The required output is every record, reproduced exactly.

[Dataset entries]
- Opening Delimiter -
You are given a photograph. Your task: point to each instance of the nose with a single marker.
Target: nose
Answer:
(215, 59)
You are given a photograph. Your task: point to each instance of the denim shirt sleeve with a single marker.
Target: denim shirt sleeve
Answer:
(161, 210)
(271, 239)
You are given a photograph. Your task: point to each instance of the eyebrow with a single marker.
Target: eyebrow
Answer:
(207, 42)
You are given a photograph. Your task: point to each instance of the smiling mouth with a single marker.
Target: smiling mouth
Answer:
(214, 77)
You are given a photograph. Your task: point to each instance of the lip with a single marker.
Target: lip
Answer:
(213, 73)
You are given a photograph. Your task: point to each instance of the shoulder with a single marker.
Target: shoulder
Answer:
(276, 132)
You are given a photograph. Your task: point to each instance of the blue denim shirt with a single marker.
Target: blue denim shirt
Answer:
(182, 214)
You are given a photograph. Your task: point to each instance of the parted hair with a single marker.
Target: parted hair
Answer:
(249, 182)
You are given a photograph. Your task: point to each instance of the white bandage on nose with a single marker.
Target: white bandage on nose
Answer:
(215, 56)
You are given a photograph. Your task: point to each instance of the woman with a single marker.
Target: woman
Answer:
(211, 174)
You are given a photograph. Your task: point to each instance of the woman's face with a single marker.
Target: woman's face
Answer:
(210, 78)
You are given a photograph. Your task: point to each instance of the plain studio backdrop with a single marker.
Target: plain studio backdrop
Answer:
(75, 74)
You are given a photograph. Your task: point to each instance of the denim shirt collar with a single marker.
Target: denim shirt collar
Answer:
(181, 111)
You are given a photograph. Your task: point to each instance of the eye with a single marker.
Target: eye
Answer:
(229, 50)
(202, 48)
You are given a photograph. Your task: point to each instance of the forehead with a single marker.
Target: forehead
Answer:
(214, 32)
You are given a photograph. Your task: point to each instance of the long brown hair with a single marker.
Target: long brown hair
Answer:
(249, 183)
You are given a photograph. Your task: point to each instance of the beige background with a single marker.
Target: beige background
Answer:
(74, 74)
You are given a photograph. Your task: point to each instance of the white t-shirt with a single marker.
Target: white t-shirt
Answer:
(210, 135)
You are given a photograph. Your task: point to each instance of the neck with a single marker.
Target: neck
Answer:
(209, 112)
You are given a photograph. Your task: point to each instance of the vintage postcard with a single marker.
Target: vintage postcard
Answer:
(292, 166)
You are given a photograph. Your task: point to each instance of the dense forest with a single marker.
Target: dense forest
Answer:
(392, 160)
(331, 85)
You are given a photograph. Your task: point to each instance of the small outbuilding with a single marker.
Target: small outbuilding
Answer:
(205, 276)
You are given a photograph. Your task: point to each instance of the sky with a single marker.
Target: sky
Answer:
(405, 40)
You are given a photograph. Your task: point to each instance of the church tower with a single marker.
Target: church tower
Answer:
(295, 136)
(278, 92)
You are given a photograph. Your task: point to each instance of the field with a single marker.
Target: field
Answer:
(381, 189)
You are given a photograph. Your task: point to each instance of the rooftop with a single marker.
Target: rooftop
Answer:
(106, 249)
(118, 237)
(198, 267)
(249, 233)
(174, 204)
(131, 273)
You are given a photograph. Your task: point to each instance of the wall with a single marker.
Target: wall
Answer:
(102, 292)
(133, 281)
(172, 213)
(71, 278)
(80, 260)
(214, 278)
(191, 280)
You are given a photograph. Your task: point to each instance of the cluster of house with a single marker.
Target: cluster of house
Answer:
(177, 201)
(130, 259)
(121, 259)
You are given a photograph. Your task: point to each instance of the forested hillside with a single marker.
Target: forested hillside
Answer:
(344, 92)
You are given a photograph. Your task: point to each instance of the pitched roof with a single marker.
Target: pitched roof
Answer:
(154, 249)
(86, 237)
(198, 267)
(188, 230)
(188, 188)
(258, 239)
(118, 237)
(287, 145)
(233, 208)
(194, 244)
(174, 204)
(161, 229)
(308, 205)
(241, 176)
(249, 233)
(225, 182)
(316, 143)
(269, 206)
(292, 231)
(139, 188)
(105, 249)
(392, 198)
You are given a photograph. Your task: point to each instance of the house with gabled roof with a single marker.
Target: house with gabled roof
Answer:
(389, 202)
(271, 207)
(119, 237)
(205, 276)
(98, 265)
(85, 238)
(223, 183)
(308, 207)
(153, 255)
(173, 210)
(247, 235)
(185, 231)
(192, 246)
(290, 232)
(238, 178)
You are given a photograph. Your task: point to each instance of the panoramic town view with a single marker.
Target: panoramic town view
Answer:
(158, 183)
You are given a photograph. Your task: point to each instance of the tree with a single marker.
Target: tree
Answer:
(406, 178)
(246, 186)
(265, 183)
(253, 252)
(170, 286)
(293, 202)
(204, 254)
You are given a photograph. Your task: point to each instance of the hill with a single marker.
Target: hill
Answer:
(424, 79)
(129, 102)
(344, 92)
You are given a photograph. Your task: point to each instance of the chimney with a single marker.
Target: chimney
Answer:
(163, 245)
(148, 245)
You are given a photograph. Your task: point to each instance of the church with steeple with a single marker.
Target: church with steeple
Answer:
- Closing Delimiter -
## RESPONSE TO THIS EXERCISE
You are given a photograph. Your task: point to each instance of the nose with a single marker.
Target: nose
Answer:
(215, 59)
You are given a photograph. Your task: point to each instance of the denim shirt sleeve with a single marker.
Target: denim shirt sleeve
Answer:
(161, 210)
(271, 239)
You are given a photograph. Your task: point to each instance of the eyebrow with a single marker.
Target: eyebrow
Answer:
(207, 42)
You are given a photograph. Your task: point to each instance of the smiling mouth with a single marker.
Target: smiling mouth
Answer:
(214, 77)
You are given a photograph. Your task: point to each instance of the lip with a single marker.
Target: lip
Answer:
(213, 73)
You are given a photograph. Your task: point to each instance of the shoulder with a single marker.
Target: shoulder
Answer:
(276, 132)
You are given a photograph. Your task: point to each instance of the blue denim shirt with a single marker.
Target: blue denim shirt
Answer:
(182, 214)
You are given a photograph. Your task: point to each instance of the parted hair with a single marker.
Target: parted hair
Answer:
(249, 182)
You are given a photograph. Your task: point to each instance of the white bandage on nose with a single marker.
Target: white bandage on nose
Answer:
(215, 56)
You are given a photograph. Your task: point to each instance of the woman with a single marker.
Target: woman
Answer:
(211, 174)
You are given a photograph. Your task: point to each instance of the woman's face with a single marker.
Target: woman's face
Answer:
(210, 78)
You are given a photograph. Your task: point to each instance of the plain studio backdrop with a single marker.
Target: plain studio backdrop
Answer:
(75, 74)
You are given a photograph. Your task: point to each instance of the denim shirt collar with a single marker.
Target: denim shirt collar
Answer:
(181, 111)
You are given a photograph. Your task: point to each instance of the eye with a single marker.
Target: eye
Answer:
(229, 50)
(202, 48)
You are given a photograph. Your task: point to each instance of the forehead with a single marker.
Target: forehead
Answer:
(214, 32)
You are given a photograph. Your task: point to each instance of the long brown hair with a single marker.
Target: long brown hair
Answer:
(249, 183)
You are given a photograph. Your task: point to each instance of the beige background with a single marker.
Target: beige background
Answer:
(74, 74)
You are given a photograph. Your task: point to each instance of the white t-shirt with a single marker.
Target: white t-shirt
Answer:
(210, 135)
You are given a photograph. Your task: point to each instance of the neck with a single marker.
Target: neck
Answer:
(209, 112)
You are given a photograph. Your task: point to each instance of the vintage postcard with a single marker.
Target: vintage postcard
Answer:
(292, 166)
You are given a photograph. Your task: point to each instance of the dense forest with a single marker.
Target: dense forest
Answer:
(392, 160)
(331, 85)
You are given a photograph. Your task: point to each instance of the small outbuilding with a single marker.
Target: small outbuilding
Answer:
(205, 276)
You are given a photograph. Your task: point to each instance of the sky with a single marker.
Target: sky
Answer:
(405, 40)
You are given a photograph. Your task: point to each instance of the church tower with a single marker.
Target: church tower
Answer:
(295, 136)
(278, 92)
You are given a photograph. Your task: point to each instance of the field with a single marker.
Target: field
Answer:
(381, 189)
You are given a photograph. Your task: point to each instance of the rooftop with a single marker.
Target: rooftop
Answer:
(106, 249)
(118, 237)
(198, 267)
(249, 233)
(174, 204)
(131, 273)
You are given a photograph. Your task: point to each instance of the wall with a single marker.
Target: wall
Answer:
(102, 292)
(133, 281)
(172, 213)
(71, 278)
(80, 260)
(214, 278)
(191, 280)
You are given a photograph. Your task: point to each instance of the cluster of house with a single marker.
Target: cluster of house
Answer:
(177, 201)
(130, 259)
(121, 259)
You are given a photograph. Your task: point to each instance of the forested hillside with a single marker.
Target: forested hillside
Answer:
(344, 92)
You are given a photograph. Your task: point to each instance of the pitched roof with a single marker.
Target: pitched roof
Answer:
(154, 249)
(86, 237)
(198, 267)
(188, 230)
(188, 188)
(258, 239)
(118, 237)
(287, 145)
(233, 208)
(194, 244)
(174, 204)
(161, 229)
(308, 205)
(241, 176)
(249, 233)
(225, 182)
(316, 143)
(269, 206)
(292, 231)
(139, 188)
(105, 249)
(392, 198)
You are given a photograph. Your task: point to each instance of the house with gabled roof with a single marker.
Target: house with gabled roof
Answer:
(389, 202)
(271, 207)
(119, 237)
(205, 276)
(98, 265)
(85, 238)
(223, 183)
(308, 207)
(153, 255)
(173, 210)
(247, 235)
(185, 231)
(192, 246)
(290, 232)
(238, 178)
You are given a photograph. Your task: point to each instance of the panoramic town view with a single marker.
Target: panoramic town view
Answer:
(158, 183)
You are given a photograph. Your task: point to each instance of the tree with a single marker.
Target: tree
Answer:
(406, 178)
(246, 186)
(265, 183)
(253, 252)
(170, 286)
(293, 202)
(204, 254)
You are given a photograph. Your task: point to each instance of the hill with a single marker.
Target: hill
Answer:
(424, 79)
(129, 102)
(344, 92)
You are given a photograph. Your task: point to each instance of the chimney with a single marker.
Target: chimney
Answer:
(163, 245)
(148, 245)
You are given a photograph. Your task: point to each instance of the church with steeple with a single marker.
Target: church with steeple
Answer:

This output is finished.